REQUIRED WORK:
Look for the line containing "In this photo, where can the dead" in the listing below. Retype that line and every subsequent line through the last one, and only those.

--- Start ---

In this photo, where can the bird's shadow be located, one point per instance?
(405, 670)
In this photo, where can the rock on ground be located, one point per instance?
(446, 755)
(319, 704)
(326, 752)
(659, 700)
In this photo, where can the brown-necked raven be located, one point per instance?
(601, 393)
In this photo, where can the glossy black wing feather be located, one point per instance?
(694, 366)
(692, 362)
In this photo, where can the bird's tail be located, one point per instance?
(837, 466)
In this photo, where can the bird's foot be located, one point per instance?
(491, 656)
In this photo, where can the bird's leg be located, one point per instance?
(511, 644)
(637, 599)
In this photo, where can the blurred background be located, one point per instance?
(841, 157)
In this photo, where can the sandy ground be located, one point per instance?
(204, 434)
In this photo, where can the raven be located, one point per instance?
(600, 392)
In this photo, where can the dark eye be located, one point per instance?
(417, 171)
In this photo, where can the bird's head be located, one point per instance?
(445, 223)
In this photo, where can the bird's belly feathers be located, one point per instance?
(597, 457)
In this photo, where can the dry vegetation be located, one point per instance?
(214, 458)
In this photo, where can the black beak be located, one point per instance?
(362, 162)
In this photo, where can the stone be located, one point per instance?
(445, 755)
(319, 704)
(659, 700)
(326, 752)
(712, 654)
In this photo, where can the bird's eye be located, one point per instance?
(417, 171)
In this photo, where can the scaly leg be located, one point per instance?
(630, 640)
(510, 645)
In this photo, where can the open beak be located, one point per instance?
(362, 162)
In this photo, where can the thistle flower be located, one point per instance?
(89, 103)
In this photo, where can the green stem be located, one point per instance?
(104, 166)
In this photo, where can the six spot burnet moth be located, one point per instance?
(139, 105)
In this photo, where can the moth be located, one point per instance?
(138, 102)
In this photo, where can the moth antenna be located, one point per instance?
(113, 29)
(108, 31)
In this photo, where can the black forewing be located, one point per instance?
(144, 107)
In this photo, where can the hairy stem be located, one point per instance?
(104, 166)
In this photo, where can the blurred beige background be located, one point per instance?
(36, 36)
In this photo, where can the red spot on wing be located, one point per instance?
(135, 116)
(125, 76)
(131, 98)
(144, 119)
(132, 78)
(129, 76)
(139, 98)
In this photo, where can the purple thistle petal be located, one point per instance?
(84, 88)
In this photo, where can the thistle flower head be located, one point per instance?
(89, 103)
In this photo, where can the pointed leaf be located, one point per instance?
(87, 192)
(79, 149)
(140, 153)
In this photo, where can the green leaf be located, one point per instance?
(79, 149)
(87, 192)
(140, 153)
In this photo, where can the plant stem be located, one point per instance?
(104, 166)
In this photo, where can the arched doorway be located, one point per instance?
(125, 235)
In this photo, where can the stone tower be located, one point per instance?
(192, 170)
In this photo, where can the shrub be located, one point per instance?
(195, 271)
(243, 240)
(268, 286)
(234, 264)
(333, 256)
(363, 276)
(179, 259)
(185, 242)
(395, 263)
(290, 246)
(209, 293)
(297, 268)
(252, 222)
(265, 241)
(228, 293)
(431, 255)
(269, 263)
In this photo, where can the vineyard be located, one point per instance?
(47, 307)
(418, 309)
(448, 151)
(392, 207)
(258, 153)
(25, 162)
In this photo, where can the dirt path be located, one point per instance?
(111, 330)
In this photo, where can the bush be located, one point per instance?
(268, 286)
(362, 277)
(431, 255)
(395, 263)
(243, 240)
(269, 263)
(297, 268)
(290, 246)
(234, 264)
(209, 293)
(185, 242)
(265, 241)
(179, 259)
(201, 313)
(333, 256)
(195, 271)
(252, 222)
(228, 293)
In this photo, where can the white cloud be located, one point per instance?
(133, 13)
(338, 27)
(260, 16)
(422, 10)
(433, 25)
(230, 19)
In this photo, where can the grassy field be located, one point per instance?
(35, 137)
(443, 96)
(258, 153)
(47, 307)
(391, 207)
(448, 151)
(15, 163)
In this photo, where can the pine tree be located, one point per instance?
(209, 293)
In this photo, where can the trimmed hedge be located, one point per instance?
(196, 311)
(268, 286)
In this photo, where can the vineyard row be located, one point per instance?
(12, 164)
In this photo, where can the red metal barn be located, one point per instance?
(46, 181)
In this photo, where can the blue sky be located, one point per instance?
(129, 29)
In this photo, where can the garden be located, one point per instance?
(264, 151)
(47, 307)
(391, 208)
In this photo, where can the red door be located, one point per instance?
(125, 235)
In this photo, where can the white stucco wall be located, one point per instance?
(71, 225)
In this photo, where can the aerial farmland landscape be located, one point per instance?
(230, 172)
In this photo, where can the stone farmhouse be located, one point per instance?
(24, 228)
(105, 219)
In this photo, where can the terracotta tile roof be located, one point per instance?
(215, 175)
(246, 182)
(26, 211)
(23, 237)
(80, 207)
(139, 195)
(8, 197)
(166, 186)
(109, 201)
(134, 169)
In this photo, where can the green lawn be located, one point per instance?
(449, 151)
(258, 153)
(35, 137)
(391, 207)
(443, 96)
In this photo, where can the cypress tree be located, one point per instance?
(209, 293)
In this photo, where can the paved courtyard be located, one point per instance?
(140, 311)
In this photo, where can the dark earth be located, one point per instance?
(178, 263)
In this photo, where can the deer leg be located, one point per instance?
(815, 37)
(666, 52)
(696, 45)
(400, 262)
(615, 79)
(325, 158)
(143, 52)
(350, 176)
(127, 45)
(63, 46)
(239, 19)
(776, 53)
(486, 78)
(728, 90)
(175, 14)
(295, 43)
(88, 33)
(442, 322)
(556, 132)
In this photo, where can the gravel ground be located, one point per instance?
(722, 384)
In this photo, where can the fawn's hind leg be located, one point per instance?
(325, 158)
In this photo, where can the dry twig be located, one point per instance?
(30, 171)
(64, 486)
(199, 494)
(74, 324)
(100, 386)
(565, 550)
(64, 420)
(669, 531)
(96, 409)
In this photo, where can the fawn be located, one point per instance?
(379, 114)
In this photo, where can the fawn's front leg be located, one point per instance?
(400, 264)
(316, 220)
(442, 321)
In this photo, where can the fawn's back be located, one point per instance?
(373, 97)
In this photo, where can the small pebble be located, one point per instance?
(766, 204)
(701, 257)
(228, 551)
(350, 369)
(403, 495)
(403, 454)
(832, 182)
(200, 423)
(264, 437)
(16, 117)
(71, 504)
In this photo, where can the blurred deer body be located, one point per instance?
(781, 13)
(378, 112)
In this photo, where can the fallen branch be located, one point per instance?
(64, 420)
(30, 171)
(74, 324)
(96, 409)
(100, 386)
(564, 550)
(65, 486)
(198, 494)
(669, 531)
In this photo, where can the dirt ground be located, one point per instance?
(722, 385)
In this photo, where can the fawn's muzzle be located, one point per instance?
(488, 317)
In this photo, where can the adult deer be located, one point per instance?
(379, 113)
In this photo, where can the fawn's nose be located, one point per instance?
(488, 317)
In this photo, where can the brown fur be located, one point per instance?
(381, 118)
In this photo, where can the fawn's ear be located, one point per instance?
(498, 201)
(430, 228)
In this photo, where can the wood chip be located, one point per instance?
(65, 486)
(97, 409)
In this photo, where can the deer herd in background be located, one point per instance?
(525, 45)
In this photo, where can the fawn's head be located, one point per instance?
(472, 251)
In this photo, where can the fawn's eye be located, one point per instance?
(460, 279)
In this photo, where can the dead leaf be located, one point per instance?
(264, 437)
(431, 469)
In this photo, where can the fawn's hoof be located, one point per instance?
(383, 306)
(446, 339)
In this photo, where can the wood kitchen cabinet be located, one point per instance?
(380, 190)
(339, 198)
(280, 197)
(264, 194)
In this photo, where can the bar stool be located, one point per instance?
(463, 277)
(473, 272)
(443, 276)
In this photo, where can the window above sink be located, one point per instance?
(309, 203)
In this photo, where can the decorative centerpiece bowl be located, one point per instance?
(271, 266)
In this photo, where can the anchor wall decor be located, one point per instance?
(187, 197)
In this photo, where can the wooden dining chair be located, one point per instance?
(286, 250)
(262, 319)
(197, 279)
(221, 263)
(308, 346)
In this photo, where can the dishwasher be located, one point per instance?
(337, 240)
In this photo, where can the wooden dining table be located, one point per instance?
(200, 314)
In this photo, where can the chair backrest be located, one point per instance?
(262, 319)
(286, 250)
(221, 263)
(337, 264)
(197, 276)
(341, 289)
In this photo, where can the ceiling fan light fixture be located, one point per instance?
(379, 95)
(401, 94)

--- End ---

EXERCISE RESULT:
In this photo, where can the dead leaf be located, one point per instance?
(264, 437)
(431, 469)
In this photo, where can the fawn's hoof be located, one point per instance?
(383, 306)
(446, 339)
In this photo, where can the wood kitchen cabinet be located, one point per instance?
(380, 190)
(339, 198)
(280, 197)
(264, 194)
In this photo, where can the bar stool be located, one point per instance?
(463, 277)
(473, 272)
(443, 276)
In this photo, where can the window above sink be located, one point per instance?
(309, 203)
In this photo, where can the decorative centerpiece bowl be located, one point per instance?
(271, 266)
In this photo, where can the anchor wall decor be located, one point per instance?
(187, 197)
In this photo, where can the wooden dining chair be located, one point per instance?
(286, 250)
(262, 319)
(197, 279)
(221, 263)
(308, 346)
In this photo, where can the dishwasher be located, one point per instance?
(337, 240)
In this photo, where can the wooden dining table be located, one point per instance?
(200, 314)
In this photo, where can the chair backrest be located, one point per instance?
(262, 319)
(286, 250)
(221, 263)
(337, 264)
(197, 276)
(341, 289)
In this photo, where can the ceiling fan light fixture be located, one point per instance?
(379, 95)
(401, 94)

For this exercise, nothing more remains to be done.